What you need to do: Print exactly the lines from the one containing "Indicate the tripod" through the last line of the listing, both included.

Input records:
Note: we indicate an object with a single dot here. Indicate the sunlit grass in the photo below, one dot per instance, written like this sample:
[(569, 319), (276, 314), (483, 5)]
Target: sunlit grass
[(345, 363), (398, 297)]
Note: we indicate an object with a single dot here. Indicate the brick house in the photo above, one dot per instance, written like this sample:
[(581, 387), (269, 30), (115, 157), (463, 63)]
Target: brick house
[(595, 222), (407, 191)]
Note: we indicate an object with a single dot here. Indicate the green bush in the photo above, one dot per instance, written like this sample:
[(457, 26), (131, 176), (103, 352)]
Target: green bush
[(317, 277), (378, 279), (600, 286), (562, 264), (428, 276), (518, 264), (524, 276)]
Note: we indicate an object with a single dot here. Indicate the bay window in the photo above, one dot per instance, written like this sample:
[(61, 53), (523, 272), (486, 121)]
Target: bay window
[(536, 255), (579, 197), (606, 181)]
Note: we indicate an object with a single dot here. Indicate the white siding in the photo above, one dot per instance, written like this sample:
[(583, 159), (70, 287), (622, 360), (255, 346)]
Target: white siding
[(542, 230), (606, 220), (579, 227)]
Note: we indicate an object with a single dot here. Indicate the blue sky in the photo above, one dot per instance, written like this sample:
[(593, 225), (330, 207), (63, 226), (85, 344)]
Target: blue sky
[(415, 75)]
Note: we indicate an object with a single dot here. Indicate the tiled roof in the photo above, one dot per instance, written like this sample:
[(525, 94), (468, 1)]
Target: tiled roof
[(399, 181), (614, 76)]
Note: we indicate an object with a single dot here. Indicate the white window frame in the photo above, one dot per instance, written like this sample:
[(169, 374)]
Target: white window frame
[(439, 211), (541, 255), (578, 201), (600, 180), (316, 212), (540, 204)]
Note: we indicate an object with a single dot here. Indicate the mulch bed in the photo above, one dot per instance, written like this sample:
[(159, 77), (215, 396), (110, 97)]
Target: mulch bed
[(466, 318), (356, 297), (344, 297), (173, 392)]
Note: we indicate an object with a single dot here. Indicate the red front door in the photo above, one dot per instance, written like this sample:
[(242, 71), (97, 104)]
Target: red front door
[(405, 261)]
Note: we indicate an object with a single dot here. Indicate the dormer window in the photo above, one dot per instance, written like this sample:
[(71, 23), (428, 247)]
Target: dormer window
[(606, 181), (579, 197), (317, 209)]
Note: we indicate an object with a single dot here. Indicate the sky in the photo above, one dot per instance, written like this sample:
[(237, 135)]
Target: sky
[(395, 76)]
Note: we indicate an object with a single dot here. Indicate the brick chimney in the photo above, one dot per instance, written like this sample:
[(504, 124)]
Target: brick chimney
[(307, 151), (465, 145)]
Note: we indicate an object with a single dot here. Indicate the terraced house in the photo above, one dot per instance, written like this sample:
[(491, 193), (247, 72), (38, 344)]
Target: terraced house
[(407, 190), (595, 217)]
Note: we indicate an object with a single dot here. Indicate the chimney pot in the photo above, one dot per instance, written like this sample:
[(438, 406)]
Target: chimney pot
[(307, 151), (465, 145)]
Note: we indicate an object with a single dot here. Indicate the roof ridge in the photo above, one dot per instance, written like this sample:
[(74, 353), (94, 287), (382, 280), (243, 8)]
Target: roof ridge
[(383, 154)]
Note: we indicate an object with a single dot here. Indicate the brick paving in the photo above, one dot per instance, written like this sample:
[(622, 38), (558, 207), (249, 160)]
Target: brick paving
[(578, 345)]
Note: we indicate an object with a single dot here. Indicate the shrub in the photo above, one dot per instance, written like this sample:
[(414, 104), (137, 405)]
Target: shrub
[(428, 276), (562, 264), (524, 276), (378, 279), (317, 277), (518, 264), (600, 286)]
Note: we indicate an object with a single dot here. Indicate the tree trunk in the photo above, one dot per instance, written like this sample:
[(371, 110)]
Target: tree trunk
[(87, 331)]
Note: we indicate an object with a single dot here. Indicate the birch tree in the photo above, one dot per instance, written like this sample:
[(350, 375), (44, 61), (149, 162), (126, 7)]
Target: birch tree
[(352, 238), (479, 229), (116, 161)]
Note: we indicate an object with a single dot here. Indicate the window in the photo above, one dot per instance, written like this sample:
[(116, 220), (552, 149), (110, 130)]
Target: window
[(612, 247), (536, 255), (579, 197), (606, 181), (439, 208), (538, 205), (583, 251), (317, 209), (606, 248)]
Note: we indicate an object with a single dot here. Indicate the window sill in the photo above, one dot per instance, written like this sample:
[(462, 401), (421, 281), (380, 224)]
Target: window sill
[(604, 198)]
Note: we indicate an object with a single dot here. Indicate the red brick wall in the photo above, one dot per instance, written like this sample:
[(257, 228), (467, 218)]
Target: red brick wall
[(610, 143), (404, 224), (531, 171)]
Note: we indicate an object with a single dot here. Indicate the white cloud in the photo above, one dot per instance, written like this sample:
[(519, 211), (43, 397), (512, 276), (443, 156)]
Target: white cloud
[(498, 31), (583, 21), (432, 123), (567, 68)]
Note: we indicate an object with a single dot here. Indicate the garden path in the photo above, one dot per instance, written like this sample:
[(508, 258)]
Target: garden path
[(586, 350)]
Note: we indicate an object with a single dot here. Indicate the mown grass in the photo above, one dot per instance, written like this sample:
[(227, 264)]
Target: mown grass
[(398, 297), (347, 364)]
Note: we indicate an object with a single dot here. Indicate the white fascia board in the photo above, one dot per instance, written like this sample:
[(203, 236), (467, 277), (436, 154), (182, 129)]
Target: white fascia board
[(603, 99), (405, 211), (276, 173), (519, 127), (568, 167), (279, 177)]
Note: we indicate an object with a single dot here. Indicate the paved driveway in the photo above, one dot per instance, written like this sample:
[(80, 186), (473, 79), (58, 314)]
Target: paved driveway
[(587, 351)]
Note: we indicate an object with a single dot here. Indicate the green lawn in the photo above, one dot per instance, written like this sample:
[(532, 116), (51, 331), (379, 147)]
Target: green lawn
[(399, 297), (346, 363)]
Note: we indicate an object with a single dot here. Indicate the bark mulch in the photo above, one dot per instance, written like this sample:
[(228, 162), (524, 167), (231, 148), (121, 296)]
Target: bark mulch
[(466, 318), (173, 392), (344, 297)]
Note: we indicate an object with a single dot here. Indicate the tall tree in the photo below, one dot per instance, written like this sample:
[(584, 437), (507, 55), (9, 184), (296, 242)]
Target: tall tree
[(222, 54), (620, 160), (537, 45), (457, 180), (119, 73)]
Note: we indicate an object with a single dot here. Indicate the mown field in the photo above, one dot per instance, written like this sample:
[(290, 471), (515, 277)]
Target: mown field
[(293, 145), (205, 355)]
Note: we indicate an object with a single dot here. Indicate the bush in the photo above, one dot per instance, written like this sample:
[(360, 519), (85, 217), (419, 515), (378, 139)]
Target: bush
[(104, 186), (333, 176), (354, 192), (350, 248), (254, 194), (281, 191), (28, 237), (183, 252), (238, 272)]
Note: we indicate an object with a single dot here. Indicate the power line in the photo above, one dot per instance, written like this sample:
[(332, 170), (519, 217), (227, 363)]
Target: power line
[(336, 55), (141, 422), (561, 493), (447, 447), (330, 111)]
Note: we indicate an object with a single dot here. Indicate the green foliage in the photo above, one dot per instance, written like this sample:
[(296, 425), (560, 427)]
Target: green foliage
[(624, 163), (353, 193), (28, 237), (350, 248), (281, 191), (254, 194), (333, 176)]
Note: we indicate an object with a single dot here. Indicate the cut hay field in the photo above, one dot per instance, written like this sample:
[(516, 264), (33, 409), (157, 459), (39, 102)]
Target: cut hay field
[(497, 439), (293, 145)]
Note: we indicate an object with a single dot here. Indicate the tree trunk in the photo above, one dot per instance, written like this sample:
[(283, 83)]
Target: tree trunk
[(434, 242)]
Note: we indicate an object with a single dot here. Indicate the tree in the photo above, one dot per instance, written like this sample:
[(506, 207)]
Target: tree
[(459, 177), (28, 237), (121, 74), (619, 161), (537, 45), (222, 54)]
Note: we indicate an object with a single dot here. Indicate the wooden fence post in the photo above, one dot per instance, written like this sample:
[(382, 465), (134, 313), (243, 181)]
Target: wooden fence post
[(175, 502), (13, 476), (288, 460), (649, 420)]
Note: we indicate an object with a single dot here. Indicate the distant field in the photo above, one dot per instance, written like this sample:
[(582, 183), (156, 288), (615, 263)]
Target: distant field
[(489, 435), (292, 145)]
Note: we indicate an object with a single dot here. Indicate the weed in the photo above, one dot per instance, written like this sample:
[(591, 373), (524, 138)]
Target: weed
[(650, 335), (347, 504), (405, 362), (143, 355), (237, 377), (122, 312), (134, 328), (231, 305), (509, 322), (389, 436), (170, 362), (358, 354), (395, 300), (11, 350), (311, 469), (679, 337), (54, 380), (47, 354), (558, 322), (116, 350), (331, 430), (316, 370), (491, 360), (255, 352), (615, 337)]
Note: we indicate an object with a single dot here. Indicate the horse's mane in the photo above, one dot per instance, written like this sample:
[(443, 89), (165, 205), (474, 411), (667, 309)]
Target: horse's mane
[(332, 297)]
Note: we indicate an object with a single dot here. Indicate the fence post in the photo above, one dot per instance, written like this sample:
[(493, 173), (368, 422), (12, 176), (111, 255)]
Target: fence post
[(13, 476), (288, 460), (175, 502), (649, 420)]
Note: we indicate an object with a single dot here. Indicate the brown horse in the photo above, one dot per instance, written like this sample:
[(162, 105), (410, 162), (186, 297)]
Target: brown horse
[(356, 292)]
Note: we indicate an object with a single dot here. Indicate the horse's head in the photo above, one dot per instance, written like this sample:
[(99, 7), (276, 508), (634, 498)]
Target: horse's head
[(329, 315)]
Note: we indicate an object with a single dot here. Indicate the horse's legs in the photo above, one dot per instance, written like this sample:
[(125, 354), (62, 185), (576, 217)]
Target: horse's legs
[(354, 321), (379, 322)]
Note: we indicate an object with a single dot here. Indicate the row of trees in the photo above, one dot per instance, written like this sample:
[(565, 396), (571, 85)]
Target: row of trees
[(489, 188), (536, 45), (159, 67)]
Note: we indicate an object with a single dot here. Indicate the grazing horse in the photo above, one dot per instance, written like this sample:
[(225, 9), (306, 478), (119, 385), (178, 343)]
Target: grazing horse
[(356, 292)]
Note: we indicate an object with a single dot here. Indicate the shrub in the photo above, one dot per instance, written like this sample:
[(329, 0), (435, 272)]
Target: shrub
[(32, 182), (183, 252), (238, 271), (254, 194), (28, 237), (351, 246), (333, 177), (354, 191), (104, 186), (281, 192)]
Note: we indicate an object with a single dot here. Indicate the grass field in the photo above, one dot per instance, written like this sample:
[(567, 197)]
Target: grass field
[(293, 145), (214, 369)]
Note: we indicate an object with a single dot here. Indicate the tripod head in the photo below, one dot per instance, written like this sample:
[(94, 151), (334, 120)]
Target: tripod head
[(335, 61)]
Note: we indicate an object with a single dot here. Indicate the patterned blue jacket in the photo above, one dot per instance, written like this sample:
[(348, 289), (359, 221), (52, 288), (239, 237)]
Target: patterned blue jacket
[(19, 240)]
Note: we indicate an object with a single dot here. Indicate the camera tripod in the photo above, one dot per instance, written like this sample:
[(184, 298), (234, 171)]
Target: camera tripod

Completed task:
Note: we indicate an object with a single dot here. Indicate the tripod head in the photo below, one dot per instance, written like this sample:
[(94, 151), (334, 120)]
Target: tripod head
[(335, 61)]
Note: we indicate an object with a single dot here. Indicate the patterned blue jacket in the photo above, one dot per instance, written like this sample:
[(348, 289), (359, 221), (52, 288), (239, 237)]
Target: patterned blue jacket
[(19, 240)]
Note: we indicate an object with a single dot here. Indicate the camera tripod in the photo above, one dot per instance, written like this sample:
[(184, 298), (234, 171)]
Target: camera tripod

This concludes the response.